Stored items
==========

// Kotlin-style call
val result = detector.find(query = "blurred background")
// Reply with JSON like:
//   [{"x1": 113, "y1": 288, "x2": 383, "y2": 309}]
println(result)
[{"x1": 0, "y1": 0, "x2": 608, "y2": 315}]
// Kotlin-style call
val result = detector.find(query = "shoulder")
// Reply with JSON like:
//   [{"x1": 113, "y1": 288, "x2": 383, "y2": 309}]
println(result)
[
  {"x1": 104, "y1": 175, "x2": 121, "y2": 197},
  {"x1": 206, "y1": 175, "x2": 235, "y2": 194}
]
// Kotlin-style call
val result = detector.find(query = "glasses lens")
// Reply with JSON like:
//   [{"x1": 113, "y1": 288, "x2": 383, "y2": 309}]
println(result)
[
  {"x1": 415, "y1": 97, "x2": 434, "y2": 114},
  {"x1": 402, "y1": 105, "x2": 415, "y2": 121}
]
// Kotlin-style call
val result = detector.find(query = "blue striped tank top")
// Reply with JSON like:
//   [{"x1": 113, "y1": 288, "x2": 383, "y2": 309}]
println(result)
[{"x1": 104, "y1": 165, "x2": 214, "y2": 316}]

==========

Task to complete
Copy out every line of the listing above, leaving each character unchanged.

Solution to this task
// Kotlin-style call
val result = detector.find(query = "blurred background")
// Reply with JSON like:
//   [{"x1": 113, "y1": 288, "x2": 383, "y2": 309}]
println(result)
[{"x1": 0, "y1": 0, "x2": 608, "y2": 315}]
// Kotlin-style call
val result = detector.find(query = "shoulder")
// Reply with JSON like:
//   [{"x1": 113, "y1": 288, "x2": 383, "y2": 309}]
println(result)
[
  {"x1": 104, "y1": 175, "x2": 121, "y2": 197},
  {"x1": 206, "y1": 175, "x2": 235, "y2": 194}
]
// Kotlin-style call
val result = detector.find(query = "glasses lens")
// Reply with JSON like:
//   [{"x1": 113, "y1": 288, "x2": 383, "y2": 309}]
println(result)
[
  {"x1": 415, "y1": 97, "x2": 434, "y2": 114},
  {"x1": 402, "y1": 105, "x2": 415, "y2": 121}
]
// Kotlin-style call
val result = detector.find(query = "blue striped tank top")
// Reply with JSON like:
//   [{"x1": 113, "y1": 288, "x2": 383, "y2": 309}]
println(result)
[{"x1": 104, "y1": 165, "x2": 214, "y2": 316}]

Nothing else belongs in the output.